DOCUMENT EXCERPT Start Marker
BOSTON – One does not need to spend a lifetime in the global health-care sector to appreciate that substandard or counterfeit drugs are a major public-health hazard. These bogus products have infiltrated pharmaceutical supply chains from Azerbaijan to Zambia, wrecking the most promising programs to control, manage, and eradicate deadly diseases. Yet little is being done to stop this criminal activity.
Growing up in Pakistan, I realized how vital it was for my mother, like any educated parent, to know which drugs and pharmacies could be trusted. Little has changed since then. Local pharmacists from Lahore to Lusaka continue to sell a variety of brands of the same drug at different prices; and shopkeepers are called upon to give a candid opinion of their benefits and shortcomings.
DOCUMENT EXCERPT End Marker
EXTRACTED RECORDS Start Marker
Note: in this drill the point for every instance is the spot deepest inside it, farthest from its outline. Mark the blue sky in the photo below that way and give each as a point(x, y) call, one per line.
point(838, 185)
EXTRACTED RECORDS End Marker
EXTRACTED RECORDS Start Marker
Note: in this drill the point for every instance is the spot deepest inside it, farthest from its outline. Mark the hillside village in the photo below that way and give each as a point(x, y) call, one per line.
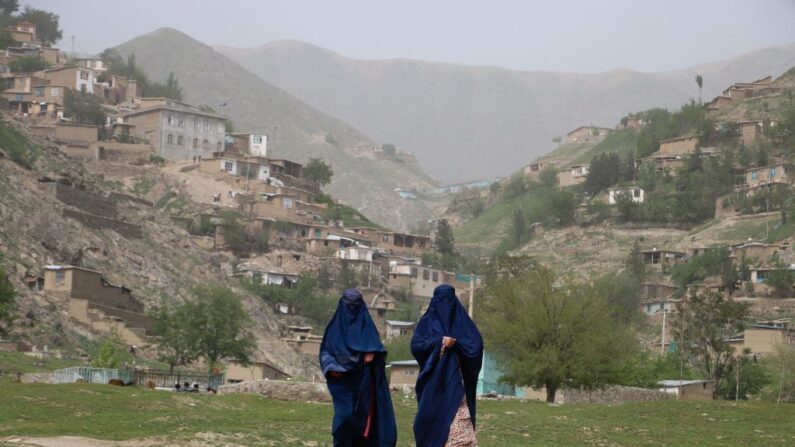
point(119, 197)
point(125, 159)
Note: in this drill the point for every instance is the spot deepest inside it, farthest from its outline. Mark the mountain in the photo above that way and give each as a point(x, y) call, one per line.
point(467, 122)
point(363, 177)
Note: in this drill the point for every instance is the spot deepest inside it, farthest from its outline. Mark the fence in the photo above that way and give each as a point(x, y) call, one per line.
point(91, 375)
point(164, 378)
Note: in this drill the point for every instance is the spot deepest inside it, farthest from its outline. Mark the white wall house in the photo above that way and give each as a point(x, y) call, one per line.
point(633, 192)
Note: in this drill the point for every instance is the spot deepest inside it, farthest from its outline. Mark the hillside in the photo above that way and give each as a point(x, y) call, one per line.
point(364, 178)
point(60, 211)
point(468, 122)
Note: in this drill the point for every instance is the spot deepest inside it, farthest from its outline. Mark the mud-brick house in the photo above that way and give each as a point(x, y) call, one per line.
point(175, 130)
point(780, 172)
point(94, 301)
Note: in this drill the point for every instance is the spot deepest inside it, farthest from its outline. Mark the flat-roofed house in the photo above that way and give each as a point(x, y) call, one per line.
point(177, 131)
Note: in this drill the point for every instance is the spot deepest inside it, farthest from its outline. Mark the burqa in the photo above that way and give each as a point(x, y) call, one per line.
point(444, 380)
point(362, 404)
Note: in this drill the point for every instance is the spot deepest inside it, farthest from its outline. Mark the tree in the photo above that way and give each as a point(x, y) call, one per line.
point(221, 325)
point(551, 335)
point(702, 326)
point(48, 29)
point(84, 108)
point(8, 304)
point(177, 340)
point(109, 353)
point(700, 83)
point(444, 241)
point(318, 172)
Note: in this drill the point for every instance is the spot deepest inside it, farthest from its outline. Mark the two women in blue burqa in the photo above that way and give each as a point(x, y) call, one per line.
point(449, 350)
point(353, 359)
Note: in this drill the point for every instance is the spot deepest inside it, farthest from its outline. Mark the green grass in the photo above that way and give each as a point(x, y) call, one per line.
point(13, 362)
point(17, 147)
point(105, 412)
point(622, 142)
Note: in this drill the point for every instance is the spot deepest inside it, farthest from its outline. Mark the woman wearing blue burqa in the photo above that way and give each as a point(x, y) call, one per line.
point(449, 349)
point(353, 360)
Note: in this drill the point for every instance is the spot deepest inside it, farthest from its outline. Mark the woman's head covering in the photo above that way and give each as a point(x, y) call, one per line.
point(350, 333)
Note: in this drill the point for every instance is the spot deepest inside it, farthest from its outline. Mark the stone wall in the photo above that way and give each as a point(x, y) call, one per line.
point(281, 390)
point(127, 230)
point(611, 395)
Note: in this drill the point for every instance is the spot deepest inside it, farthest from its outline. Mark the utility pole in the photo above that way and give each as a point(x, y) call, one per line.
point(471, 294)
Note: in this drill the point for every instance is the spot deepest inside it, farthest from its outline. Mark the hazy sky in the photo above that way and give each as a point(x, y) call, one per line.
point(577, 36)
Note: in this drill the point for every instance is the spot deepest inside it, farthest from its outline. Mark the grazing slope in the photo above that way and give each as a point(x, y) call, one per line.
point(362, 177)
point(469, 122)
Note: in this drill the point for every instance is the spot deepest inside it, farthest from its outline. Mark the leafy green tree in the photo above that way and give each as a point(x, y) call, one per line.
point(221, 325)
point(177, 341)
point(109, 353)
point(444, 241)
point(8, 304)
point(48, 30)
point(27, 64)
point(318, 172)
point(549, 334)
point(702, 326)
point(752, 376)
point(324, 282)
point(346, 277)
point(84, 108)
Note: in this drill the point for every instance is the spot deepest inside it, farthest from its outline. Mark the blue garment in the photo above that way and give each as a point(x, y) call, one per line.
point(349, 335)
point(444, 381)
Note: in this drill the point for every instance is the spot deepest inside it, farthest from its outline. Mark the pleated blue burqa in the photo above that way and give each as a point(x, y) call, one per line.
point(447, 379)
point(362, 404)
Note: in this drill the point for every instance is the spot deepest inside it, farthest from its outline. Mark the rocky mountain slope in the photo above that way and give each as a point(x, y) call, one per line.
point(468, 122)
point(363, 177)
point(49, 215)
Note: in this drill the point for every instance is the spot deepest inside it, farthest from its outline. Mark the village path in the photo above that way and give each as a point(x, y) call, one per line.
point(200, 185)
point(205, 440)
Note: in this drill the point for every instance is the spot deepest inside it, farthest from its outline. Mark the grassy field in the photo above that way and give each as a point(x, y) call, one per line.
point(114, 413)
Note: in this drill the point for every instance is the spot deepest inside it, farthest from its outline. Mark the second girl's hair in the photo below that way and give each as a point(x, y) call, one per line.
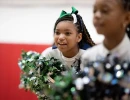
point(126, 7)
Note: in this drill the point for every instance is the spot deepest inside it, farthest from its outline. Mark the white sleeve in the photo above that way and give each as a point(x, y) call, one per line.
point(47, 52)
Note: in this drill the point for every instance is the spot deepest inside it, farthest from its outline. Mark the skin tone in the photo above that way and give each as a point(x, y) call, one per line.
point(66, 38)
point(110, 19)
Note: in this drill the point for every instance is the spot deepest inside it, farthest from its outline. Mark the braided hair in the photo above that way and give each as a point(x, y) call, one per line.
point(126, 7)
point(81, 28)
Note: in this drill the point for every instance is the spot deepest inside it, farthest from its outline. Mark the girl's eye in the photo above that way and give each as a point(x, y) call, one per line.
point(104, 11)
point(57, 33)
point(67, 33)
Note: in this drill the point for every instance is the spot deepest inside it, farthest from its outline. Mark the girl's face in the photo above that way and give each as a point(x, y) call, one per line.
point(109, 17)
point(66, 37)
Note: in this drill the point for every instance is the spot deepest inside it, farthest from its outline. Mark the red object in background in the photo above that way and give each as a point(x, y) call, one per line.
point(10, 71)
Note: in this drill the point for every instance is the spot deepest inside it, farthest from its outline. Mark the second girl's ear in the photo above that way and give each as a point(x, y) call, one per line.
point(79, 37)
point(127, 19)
EXTRACTED RECORDS End Marker
__PROBLEM__. List every place named in the text about counterfeit drugs.

__THE ANSWER__. Boston, Azerbaijan, Zambia, Pakistan, Lahore, Lusaka